On a recent Sunday morning in my Illinois hometown, I saw a photographer wearing a T-shirt. On the front it asked: "Why did God make me black?"
When he turned, I saw the answer: "Because He knew I could take it _ like Jesus."
As I sat through the service at the all-black Baptist church I had attended in my youth, I thought about those words _ God making me black and this notion of black people "taking it."
I suppose the idea of God's hand in all this provides some noble, moral fuel of faith to deal with the things that come with being black in America and "taking it." But then, I could ask, "Why did God make white people white?" Is the answer: "Because He knew they could dish it out?"
That would be unfair because many whites don't "dish it out."
So it also goes that not all blacks can take it. But there should be no shame in not taking it. In fact, I would ask how many whites would trade places with us and "take it." And what is the "it" that would be taken? I could facetiously say to put an "sh" in front of "it," and capture the encompassing essence of it.
I suppose I just did.
Still, I find little solace in being morally superior to those who treat me like "it." My solace comes in getting them to stop "it."
So I ask another way: How many whites _ and other non-black Americans _ would be happy if you were treated the way blacks are in America?
Would you take it? Could you take it? Should you take it?
The police are but one element of "taking it." That said, it is not my wish to paint the police with one broad stroke. But just as our government authorities want Muslims to stop fellow Muslims from committing terrorism under the banner of Islam and denounce those who do, so we need our government authorities, namely police officers, to stop their fellow officers from committing terror behind the shield of law enforcement and to denounce them when they do.

Stated task 1: Do these statements agree with the essay on being black in America? Answer yes or no for each, and quote the words of the essay that decide it. (a) The writer attended the Baptist church as a young person. (b) The writer says that all whites "dish it out." (c) The writer wants to paint the police with one broad stroke.
Stated task 2: Translate this sentence from the essay on being black in America into Spanish: "That said, it is not my wish to paint the police with one broad stroke."
Stated task 3: Reproduce the essay on being black in America starting with "That would be unfair" and going on through "essence of it.".

Record excerpts:
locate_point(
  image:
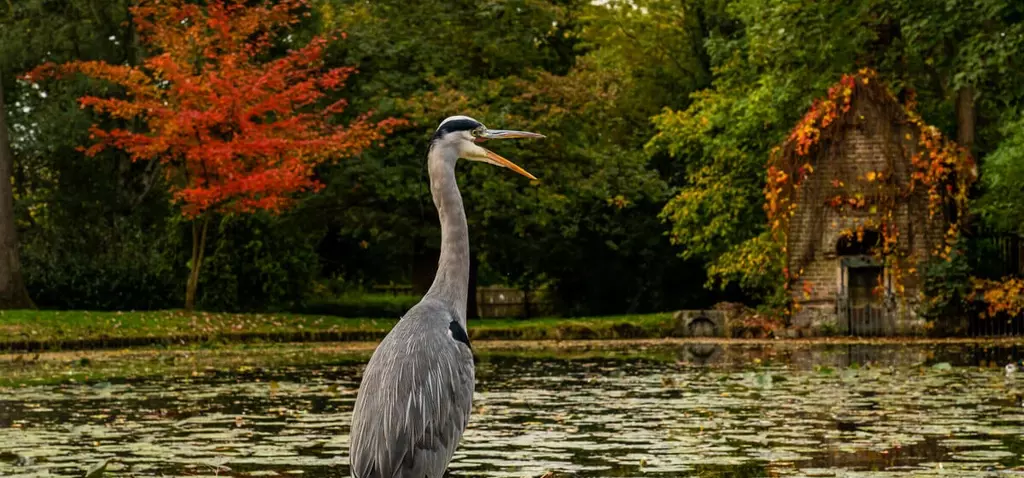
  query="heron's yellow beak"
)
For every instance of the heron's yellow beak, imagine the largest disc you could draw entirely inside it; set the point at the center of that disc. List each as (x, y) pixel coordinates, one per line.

---

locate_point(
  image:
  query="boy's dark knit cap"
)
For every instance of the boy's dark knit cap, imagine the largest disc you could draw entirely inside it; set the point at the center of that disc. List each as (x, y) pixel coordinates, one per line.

...

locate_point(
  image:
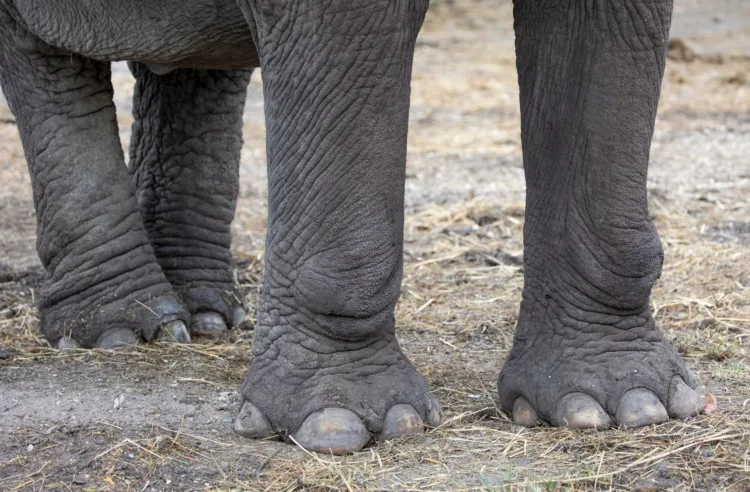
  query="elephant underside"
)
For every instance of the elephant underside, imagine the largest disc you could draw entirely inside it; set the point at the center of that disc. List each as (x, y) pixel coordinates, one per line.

Full solution 1:
(a) Yes: "the all-black Baptist church I had attended in my youth"
(b) No: "That would be unfair because many whites don't "dish it out.""
(c) No: "it is not my wish to paint the police with one broad stroke"

Full solution 2: Dicho esto, no es mi deseo meter a toda la policía en el mismo saco.

Full solution 3:
That would be unfair because many whites don't "dish it out."
So it also goes that not all blacks can take it. But there should be no shame in not taking it. In fact, I would ask how many whites would trade places with us and "take it." And what is the "it" that would be taken? I could facetiously say to put an "sh" in front of "it," and capture the encompassing essence of it.